▶ [Coordinate labeling data]:

** BEGIN **

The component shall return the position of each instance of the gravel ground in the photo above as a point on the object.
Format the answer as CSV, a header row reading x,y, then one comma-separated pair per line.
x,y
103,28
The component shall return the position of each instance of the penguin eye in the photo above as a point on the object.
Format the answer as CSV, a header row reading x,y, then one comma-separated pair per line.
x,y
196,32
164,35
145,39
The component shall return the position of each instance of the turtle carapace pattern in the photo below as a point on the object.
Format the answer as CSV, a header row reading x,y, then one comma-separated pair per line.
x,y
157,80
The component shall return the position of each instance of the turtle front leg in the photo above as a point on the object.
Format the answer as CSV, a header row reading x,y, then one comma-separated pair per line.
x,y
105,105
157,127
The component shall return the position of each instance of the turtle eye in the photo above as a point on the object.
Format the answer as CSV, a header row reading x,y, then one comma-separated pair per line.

** END **

▶ [Exercise requirements]:
Convert every line of the items above into a Markdown table with two columns, Row and Line. Number the rows in order and leave out blank lines.

▶ [Response for this exercise]:
| Row | Line |
|---|---|
| 1 | The component shall return the position of each instance of the gravel ground in the photo above as a point on the object. |
| 2 | Format the answer as CSV, a header row reading x,y, then one comma-separated pair per line. |
| 3 | x,y |
| 4 | 103,28 |
| 5 | The component shall return the position of each instance of the penguin eye in the photo above as a point on the object. |
| 6 | Format the answer as CSV, a header row reading x,y, then one comma-separated pair per line. |
| 7 | x,y |
| 8 | 196,32 |
| 9 | 164,35 |
| 10 | 145,39 |
| 11 | The component shall return the position of each instance of the turtle carapace pattern in the photo below as a point on the object. |
| 12 | Format the answer as CSV, a header row reading x,y, then one comma-separated pair per line. |
| 13 | x,y |
| 14 | 157,80 |
| 15 | The component shall return the position of each instance of the turtle front leg in the photo above as a point on the object. |
| 16 | Format the answer as CSV, a header row reading x,y, then one comma-separated pair per line. |
| 17 | x,y |
| 18 | 105,105 |
| 19 | 157,127 |
| 20 | The component shall return the position of each instance of the turtle eye in the photo above as a point on the object. |
| 21 | Format the answer as CSV, a header row reading x,y, then one comma-separated pair per line. |